▶ **MATERIAL PROVIDED**:
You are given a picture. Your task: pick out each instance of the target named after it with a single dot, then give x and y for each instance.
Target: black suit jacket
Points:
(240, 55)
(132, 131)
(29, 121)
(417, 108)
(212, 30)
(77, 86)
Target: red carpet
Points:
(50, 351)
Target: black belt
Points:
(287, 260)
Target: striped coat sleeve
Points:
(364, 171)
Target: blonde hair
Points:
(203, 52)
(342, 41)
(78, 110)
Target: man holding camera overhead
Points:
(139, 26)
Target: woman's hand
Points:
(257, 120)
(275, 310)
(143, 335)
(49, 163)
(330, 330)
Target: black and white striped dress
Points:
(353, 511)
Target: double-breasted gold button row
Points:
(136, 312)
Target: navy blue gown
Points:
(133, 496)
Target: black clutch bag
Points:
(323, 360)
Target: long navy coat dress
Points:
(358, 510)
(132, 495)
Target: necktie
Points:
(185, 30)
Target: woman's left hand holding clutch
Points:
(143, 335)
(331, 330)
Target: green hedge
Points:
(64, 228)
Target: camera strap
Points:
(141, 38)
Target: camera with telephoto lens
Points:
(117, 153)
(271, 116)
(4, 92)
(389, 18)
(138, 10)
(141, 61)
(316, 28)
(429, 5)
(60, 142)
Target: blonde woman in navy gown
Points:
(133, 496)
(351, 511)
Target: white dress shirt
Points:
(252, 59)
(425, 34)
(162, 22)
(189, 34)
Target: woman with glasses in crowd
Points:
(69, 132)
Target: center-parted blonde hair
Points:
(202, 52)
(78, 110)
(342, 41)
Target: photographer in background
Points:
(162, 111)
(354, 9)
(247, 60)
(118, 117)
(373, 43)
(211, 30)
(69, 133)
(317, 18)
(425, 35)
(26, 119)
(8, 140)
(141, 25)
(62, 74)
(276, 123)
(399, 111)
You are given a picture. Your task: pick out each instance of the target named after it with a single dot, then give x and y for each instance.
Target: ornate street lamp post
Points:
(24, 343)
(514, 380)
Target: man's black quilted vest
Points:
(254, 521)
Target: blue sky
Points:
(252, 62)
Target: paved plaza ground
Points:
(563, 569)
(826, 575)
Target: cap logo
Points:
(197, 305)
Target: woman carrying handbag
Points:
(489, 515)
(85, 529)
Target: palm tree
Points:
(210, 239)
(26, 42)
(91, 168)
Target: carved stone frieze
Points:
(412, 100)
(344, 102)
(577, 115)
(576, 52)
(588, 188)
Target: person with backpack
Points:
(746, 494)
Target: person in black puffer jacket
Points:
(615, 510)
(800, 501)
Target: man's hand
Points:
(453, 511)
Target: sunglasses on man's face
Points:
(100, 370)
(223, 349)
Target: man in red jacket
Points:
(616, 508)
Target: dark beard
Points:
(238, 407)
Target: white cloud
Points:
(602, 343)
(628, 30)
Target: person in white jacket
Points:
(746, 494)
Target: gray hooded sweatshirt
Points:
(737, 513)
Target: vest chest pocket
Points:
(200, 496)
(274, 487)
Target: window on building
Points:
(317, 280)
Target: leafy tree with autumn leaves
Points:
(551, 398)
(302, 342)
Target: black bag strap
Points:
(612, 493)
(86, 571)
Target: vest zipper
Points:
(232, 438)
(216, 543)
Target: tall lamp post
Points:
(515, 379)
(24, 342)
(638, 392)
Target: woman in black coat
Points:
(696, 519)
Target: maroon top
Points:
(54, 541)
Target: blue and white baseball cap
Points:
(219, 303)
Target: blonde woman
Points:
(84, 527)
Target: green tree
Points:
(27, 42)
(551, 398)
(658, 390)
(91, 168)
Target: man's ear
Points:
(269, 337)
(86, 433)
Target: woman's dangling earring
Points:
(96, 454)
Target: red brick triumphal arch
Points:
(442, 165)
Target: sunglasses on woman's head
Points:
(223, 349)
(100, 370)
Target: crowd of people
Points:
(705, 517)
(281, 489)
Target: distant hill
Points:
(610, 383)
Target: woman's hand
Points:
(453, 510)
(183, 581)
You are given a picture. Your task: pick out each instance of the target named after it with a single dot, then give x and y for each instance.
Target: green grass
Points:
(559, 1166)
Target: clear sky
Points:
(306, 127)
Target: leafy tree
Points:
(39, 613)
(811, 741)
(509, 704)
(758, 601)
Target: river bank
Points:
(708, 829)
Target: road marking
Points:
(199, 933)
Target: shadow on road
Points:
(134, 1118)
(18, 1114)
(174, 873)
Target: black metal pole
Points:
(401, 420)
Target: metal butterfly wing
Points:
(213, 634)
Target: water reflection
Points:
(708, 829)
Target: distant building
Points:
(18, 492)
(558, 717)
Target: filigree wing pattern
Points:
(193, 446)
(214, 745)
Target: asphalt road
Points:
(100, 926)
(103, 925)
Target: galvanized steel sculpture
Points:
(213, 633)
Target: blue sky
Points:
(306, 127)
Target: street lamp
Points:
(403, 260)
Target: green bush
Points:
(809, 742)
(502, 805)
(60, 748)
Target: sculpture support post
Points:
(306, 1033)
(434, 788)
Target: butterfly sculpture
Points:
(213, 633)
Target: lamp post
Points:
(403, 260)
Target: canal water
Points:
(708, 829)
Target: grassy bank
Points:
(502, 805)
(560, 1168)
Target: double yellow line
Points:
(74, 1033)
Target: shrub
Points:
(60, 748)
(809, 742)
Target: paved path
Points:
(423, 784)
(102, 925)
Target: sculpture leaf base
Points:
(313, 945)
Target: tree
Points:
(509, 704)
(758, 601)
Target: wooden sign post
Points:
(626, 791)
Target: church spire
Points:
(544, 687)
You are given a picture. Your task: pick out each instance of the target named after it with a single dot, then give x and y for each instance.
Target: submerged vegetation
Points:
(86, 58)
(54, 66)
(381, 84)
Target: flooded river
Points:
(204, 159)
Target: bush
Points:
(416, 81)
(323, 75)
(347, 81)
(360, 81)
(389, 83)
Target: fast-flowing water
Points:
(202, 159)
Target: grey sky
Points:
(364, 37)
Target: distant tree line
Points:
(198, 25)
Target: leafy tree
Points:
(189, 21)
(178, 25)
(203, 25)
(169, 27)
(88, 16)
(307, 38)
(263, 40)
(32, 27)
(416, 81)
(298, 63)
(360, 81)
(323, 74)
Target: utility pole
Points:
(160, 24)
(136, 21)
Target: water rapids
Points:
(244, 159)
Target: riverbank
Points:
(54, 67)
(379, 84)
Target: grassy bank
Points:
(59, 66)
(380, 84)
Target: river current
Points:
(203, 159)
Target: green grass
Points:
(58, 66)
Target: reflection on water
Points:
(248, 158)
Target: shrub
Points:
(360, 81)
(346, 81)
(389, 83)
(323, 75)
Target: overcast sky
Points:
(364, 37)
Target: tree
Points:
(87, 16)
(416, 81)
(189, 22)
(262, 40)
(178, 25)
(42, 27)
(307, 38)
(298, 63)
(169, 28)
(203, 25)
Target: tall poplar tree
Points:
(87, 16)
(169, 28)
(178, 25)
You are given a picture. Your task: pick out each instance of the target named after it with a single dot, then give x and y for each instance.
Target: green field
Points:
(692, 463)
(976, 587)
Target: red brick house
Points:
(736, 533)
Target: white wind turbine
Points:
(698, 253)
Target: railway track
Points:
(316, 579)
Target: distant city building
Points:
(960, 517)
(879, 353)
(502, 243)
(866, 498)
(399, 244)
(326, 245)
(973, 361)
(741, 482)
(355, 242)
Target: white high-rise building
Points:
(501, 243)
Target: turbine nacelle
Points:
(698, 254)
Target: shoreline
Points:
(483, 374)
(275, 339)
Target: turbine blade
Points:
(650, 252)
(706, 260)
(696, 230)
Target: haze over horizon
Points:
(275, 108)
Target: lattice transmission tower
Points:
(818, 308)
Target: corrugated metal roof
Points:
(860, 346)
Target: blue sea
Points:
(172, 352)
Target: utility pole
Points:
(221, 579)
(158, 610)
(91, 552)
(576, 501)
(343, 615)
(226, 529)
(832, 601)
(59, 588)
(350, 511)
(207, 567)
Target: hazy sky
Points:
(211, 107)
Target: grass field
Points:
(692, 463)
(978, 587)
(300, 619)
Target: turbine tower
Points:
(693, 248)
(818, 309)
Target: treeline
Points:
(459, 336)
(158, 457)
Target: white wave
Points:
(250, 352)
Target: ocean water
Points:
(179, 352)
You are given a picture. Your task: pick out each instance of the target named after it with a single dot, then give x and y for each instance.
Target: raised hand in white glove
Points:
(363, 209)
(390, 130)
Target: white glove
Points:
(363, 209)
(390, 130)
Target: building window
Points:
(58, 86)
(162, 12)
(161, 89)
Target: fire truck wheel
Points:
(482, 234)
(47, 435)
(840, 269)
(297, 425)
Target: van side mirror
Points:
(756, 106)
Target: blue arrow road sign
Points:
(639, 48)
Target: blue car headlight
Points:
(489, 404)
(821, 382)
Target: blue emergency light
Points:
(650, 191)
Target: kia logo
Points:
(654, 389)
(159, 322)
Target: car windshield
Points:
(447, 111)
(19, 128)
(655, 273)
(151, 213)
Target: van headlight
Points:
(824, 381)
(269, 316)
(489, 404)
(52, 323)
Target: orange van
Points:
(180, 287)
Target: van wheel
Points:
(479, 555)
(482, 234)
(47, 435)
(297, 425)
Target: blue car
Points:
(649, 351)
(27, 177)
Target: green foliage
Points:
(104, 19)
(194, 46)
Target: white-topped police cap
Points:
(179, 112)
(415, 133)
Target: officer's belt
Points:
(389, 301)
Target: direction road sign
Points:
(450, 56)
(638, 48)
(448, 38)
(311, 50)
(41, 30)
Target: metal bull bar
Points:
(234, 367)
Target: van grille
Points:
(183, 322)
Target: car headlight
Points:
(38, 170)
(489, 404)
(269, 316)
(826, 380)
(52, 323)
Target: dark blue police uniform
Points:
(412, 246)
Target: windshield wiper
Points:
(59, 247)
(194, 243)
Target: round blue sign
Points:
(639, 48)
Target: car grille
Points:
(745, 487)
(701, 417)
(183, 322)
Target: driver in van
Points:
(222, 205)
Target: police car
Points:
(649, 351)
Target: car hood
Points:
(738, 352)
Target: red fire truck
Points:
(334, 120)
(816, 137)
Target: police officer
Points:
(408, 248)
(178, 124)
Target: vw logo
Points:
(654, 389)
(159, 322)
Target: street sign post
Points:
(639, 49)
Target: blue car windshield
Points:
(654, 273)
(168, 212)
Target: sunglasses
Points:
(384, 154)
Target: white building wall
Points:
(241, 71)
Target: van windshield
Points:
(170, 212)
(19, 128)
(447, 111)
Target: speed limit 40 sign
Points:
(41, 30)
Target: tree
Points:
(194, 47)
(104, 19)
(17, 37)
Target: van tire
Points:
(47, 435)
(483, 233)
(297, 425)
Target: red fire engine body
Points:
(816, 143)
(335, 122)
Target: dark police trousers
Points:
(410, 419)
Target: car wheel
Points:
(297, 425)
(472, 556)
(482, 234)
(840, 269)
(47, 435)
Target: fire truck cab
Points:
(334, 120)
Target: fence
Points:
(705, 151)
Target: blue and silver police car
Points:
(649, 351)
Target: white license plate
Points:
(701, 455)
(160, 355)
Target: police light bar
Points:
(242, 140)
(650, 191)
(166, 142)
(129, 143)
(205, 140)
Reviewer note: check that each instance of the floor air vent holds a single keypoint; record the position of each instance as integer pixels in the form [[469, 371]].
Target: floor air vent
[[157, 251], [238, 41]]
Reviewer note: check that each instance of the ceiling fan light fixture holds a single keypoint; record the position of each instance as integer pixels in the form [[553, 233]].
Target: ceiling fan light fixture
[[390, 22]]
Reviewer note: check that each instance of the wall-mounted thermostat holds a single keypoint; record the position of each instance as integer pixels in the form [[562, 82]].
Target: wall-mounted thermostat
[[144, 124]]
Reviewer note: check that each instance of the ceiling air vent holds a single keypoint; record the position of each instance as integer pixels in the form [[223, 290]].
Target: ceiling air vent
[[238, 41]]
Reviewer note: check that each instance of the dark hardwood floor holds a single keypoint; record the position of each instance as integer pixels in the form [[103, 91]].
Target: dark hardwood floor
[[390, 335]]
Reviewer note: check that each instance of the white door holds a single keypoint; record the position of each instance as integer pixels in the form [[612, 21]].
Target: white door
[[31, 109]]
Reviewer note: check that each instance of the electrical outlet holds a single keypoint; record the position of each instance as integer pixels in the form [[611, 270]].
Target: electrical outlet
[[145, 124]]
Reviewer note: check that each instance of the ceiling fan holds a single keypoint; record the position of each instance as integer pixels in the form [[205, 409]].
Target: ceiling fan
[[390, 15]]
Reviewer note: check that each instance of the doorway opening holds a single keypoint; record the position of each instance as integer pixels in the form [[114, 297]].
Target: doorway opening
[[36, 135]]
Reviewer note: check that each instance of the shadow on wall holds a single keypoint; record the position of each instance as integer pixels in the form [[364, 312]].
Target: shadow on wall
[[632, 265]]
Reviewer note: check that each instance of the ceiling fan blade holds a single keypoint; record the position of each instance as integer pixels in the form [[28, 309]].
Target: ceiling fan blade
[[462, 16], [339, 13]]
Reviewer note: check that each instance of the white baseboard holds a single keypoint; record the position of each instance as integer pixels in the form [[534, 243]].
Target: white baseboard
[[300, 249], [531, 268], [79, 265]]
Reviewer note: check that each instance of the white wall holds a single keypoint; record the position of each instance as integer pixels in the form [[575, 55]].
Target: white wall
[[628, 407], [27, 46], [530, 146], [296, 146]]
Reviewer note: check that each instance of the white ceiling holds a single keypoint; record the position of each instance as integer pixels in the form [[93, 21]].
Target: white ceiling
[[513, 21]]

▶ **SHORT PROBLEM**: Rewrite the stretch of the records above, from the line containing "Target: car headlight" through the line containing "[[238, 41]]", as a Markdown table with the columns No. and Text. Each nonblank line becomes one row, with its number under No. and the line under Text.

▶ **FINAL RESULT**:
| No. | Text |
|---|---|
| 1 | Target: car headlight |
| 2 | Points: |
| 3 | (38, 170) |
| 4 | (489, 404) |
| 5 | (269, 316) |
| 6 | (826, 380) |
| 7 | (52, 323) |
| 8 | Target: dark blue police uniform |
| 9 | Points: |
| 10 | (412, 246) |
| 11 | Target: windshield wiper |
| 12 | Points: |
| 13 | (59, 247) |
| 14 | (194, 243) |
| 15 | Target: round blue sign |
| 16 | Points: |
| 17 | (639, 48) |
| 18 | Target: car grille |
| 19 | Points: |
| 20 | (745, 487) |
| 21 | (701, 417) |
| 22 | (183, 322) |
| 23 | Target: driver in van |
| 24 | Points: |
| 25 | (222, 205) |
| 26 | Target: police car |
| 27 | Points: |
| 28 | (649, 351) |
| 29 | Target: car hood |
| 30 | Points: |
| 31 | (738, 352) |
| 32 | Target: red fire truck |
| 33 | Points: |
| 34 | (334, 120) |
| 35 | (816, 137) |
| 36 | Target: police officer |
| 37 | Points: |
| 38 | (408, 248) |
| 39 | (178, 124) |
| 40 | Target: vw logo |
| 41 | Points: |
| 42 | (654, 389) |
| 43 | (159, 322) |
| 44 | Target: street sign post |
| 45 | Points: |
| 46 | (639, 49) |
| 47 | Target: blue car windshield |
| 48 | Points: |
| 49 | (654, 273) |
| 50 | (168, 212) |
| 51 | Target: sunglasses |
| 52 | Points: |
| 53 | (384, 154) |
| 54 | Target: white building wall |
| 55 | Points: |
| 56 | (241, 71) |
| 57 | Target: van windshield |
| 58 | Points: |
| 59 | (170, 212) |
| 60 | (19, 128) |
| 61 | (447, 111) |
| 62 | Target: speed limit 40 sign |
| 63 | Points: |
| 64 | (41, 30) |
| 65 | Target: tree |
| 66 | Points: |
| 67 | (194, 47) |
| 68 | (104, 19) |
| 69 | (17, 37) |
| 70 | Target: van tire |
| 71 | Points: |
| 72 | (47, 435) |
| 73 | (483, 233) |
| 74 | (297, 425) |
| 75 | Target: red fire engine body |
| 76 | Points: |
| 77 | (816, 143) |
| 78 | (335, 122) |
| 79 | Target: dark police trousers |
| 80 | Points: |
| 81 | (410, 419) |
| 82 | Target: car wheel |
| 83 | Points: |
| 84 | (297, 425) |
| 85 | (472, 556) |
| 86 | (482, 234) |
| 87 | (840, 269) |
| 88 | (47, 435) |
| 89 | Target: fire truck cab |
| 90 | Points: |
| 91 | (334, 120) |
| 92 | Target: fence |
| 93 | Points: |
| 94 | (705, 151) |
| 95 | Target: blue and silver police car |
| 96 | Points: |
| 97 | (649, 351) |
| 98 | Target: white license plate |
| 99 | Points: |
| 100 | (701, 455) |
| 101 | (160, 355) |
| 102 | Target: police light bar |
| 103 | Points: |
| 104 | (242, 140) |
| 105 | (650, 191) |
| 106 | (166, 142) |
| 107 | (129, 143) |
| 108 | (205, 140) |
| 109 | Reviewer note: check that each instance of the floor air vent holds a single keypoint; record the position of each instance as integer pixels in the form [[469, 371]]. |
| 110 | Target: floor air vent |
| 111 | [[157, 251], [238, 41]] |
| 112 | Reviewer note: check that each instance of the ceiling fan light fixture holds a single keypoint; record the position of each instance as integer pixels in the form [[553, 233]]. |
| 113 | Target: ceiling fan light fixture |
| 114 | [[390, 22]] |
| 115 | Reviewer note: check that each instance of the wall-mounted thermostat holds a single keypoint; record the position of each instance as integer pixels in the form [[562, 82]]. |
| 116 | Target: wall-mounted thermostat |
| 117 | [[144, 124]] |
| 118 | Reviewer note: check that each instance of the ceiling air vent holds a single keypoint; record the position of each instance as integer pixels in the form [[223, 290]]. |
| 119 | Target: ceiling air vent |
| 120 | [[238, 41]] |